### TASK GOAL
Extract each line of the data and write it out again exactly.

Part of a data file
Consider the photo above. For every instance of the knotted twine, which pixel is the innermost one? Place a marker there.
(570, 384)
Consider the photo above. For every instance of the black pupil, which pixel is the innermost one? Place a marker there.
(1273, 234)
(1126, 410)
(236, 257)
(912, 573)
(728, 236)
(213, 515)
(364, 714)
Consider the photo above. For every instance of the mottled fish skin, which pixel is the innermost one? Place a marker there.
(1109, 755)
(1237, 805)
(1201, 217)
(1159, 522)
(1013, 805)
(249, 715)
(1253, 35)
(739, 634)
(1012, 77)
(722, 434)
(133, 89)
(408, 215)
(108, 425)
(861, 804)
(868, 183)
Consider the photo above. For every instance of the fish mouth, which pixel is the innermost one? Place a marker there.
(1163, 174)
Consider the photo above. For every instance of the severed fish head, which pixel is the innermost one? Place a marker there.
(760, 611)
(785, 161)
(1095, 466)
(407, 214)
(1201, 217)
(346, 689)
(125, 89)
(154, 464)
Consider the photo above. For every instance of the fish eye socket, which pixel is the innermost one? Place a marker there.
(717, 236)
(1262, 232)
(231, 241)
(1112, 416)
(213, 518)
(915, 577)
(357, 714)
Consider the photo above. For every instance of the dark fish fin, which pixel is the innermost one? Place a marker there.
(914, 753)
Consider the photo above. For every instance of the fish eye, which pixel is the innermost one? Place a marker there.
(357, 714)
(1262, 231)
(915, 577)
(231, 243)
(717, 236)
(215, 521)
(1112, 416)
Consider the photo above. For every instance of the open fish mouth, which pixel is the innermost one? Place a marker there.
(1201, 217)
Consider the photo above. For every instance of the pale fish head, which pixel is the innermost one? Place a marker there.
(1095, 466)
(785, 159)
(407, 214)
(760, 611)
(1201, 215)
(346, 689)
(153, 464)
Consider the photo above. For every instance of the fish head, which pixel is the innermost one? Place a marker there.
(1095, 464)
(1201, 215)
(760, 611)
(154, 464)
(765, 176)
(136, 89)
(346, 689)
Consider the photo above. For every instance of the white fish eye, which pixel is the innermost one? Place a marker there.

### COMPLETED TASK
Consider the photo above. For every instance of the knotted twine, which pixel is the innermost one? Place a marker there.
(570, 384)
Consider the photo above. For every instance of the black pupil, which pixel is the innermost one? Place a marker there.
(1273, 234)
(1126, 410)
(236, 257)
(912, 573)
(728, 236)
(213, 515)
(364, 714)
Consider the photo above. For every instance of the mottled fish skin, which pixel is the innermost one? Place a marker there.
(1109, 755)
(1237, 805)
(1201, 217)
(1159, 522)
(1013, 805)
(249, 715)
(1253, 35)
(739, 634)
(1012, 77)
(722, 434)
(133, 89)
(408, 215)
(108, 425)
(861, 804)
(868, 183)
Consider the photo above. For every instance of the fish mouth, which pixel is the innermost one? Place a marker there.
(1163, 174)
Consider the photo above. For every instance of the severed fish head, which pixel is the innermost one? Place a marker there.
(760, 611)
(785, 161)
(1095, 466)
(407, 214)
(1201, 217)
(346, 689)
(125, 89)
(154, 464)
Consider the photo above. For every instance of the fish eye socket, which pixel is the innermost one? Place a marker there.
(717, 236)
(1262, 232)
(231, 241)
(1112, 416)
(213, 518)
(915, 577)
(357, 714)
Consider the photo above. For every instance of the dark fish fin, which pixel is the innermost one? Place a marker there.
(914, 753)
Consider the photo above. For every instance of the fish eye, which pixel is the innermost one? Place a marker there.
(357, 714)
(1262, 231)
(915, 577)
(231, 243)
(717, 236)
(215, 521)
(1112, 416)
Consider the photo above. For every instance of the open fish mouth, which pixel is the innermost one? Place a marker there.
(1201, 217)
Consider the photo above. For every instance of the pale fish head, which pixel is the innermost one? Place a marker there.
(1095, 466)
(785, 159)
(407, 214)
(760, 611)
(1201, 215)
(346, 689)
(153, 464)
Consider the photo above. For every instance of the fish head, which pixel is the innermost one? Place a marker there.
(1095, 464)
(1201, 215)
(760, 611)
(154, 464)
(765, 176)
(136, 89)
(346, 689)
Consider the photo above. For every instance of the white fish eye, which pixel is the innermost one? Place a marker there.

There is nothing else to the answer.